Selected extract
Courtesy Calgary Herald:
Don’t give the jealous protestations of the coffee-house habitues supping their no-whip double-shot caramel macchiatos (pinkies up!) on Granville Island or the northern mall-rats loitering around the entrance to Fantasyland another thought.
Buck up, Vancouver.
Get over it, Edmonton.
What we await is indisputably the most compelling Grey Cup matchup possible for 2008.
Sure, sure, the prospect of an Alberta-only championship would have knocked ‘em dead had the big tilt been scheduled for McMahon or Commonwealth stadiums. But face the fact, as a headlining act it would have been absolutely lost, buried alive, in the cosmopolitan bustle of Montreal. Particularly given that this happens to be Patrick Roy jersey-retirement weekend.
Stamps-Eskies, however mouth-watering hereabouts, is strictly a provincial Grey Cup, in more ways than one.
B.C.-Edmonton? Nope. Another regional showcase. The Cup has forever and a day been advertised as a sporting celebration of this vast nation. A confrontation between East and West. Not West and Further West.
All agreed, then, that from a promotional and visibility standpoint, having the home team on board is striking the motherlode for commissioner Marc Cohon and his idea-
makers down at league HQ. Without the Als, this is just a football game; with them involved, it shapes up to be a doozy of a party in a city that certainly knows how.
Montreal-Edmonton, then? Mmmmm, OK, there’s certainly a rich history involved. It’d be a bit sexy for us geriatrics who recall with nostalgic fondness the salad days of Warren Moon and Dan Kepley, Junior Ah You and Sonny Wade; or for those who backtrack even further, to Sam (The Rifle) Etcheverry and (Prince) Hal Patterson, Jackie Parker and Johnny Bright.

Source data
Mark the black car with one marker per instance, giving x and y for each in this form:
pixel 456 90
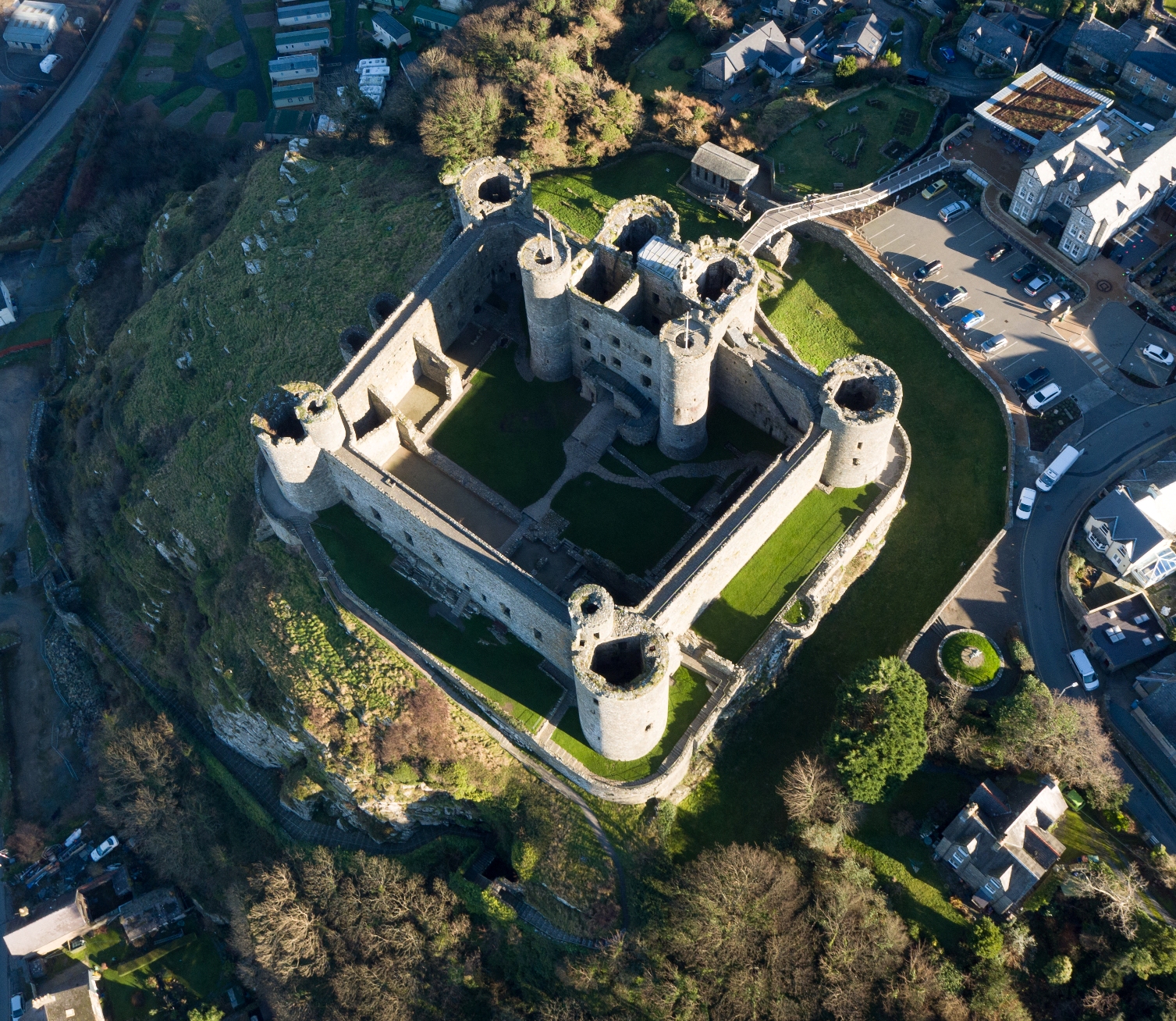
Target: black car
pixel 1032 380
pixel 928 269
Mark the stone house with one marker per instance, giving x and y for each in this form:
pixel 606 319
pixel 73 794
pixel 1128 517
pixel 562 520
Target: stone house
pixel 1000 844
pixel 993 43
pixel 1130 540
pixel 1150 69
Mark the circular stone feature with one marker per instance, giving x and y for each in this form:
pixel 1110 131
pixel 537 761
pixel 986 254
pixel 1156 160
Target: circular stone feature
pixel 969 658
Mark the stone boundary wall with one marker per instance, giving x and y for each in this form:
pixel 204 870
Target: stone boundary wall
pixel 763 656
pixel 844 239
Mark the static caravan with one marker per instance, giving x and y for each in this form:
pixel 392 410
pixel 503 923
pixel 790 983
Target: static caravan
pixel 290 69
pixel 293 95
pixel 306 40
pixel 305 14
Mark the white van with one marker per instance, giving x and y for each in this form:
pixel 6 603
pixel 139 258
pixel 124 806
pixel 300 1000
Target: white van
pixel 1081 663
pixel 1059 467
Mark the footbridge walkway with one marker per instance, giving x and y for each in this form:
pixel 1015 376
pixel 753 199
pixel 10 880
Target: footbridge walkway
pixel 779 219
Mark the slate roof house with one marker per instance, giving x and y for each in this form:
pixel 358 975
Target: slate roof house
pixel 1102 48
pixel 865 37
pixel 992 43
pixel 1000 844
pixel 1129 539
pixel 1150 69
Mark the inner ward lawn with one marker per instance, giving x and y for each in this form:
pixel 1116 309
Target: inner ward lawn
pixel 806 164
pixel 508 674
pixel 508 432
pixel 632 527
pixel 955 503
pixel 687 696
pixel 766 582
pixel 581 197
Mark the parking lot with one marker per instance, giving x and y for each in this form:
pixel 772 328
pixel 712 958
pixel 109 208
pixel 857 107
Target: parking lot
pixel 913 234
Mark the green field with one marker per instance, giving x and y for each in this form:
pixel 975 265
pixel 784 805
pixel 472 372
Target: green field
pixel 507 674
pixel 766 582
pixel 805 164
pixel 687 696
pixel 579 199
pixel 955 503
pixel 508 432
pixel 653 71
pixel 632 527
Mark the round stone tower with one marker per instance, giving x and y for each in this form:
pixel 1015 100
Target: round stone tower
pixel 622 666
pixel 545 265
pixel 860 401
pixel 686 357
pixel 489 186
pixel 293 425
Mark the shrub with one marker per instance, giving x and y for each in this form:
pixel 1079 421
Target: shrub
pixel 1057 970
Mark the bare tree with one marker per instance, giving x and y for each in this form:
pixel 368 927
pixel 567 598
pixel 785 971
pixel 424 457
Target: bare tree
pixel 1118 891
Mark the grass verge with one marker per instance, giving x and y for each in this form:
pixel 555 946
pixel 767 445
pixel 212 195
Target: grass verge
pixel 687 696
pixel 580 199
pixel 766 582
pixel 505 671
pixel 632 527
pixel 503 417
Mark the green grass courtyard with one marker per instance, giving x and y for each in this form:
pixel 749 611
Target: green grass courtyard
pixel 805 155
pixel 751 599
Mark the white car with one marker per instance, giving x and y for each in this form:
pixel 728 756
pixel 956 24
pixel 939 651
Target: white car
pixel 1043 397
pixel 1157 354
pixel 104 848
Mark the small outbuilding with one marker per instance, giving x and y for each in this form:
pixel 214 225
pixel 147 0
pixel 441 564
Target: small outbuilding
pixel 716 169
pixel 389 32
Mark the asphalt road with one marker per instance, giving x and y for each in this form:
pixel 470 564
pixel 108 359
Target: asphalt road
pixel 911 234
pixel 65 105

Description of the task
Reproduce the Grey Cup column above word for word, everything from "Buck up, Vancouver." down to "ways than one.".

Answer
Buck up, Vancouver.
Get over it, Edmonton.
What we await is indisputably the most compelling Grey Cup matchup possible for 2008.
Sure, sure, the prospect of an Alberta-only championship would have knocked ‘em dead had the big tilt been scheduled for McMahon or Commonwealth stadiums. But face the fact, as a headlining act it would have been absolutely lost, buried alive, in the cosmopolitan bustle of Montreal. Particularly given that this happens to be Patrick Roy jersey-retirement weekend.
Stamps-Eskies, however mouth-watering hereabouts, is strictly a provincial Grey Cup, in more ways than one.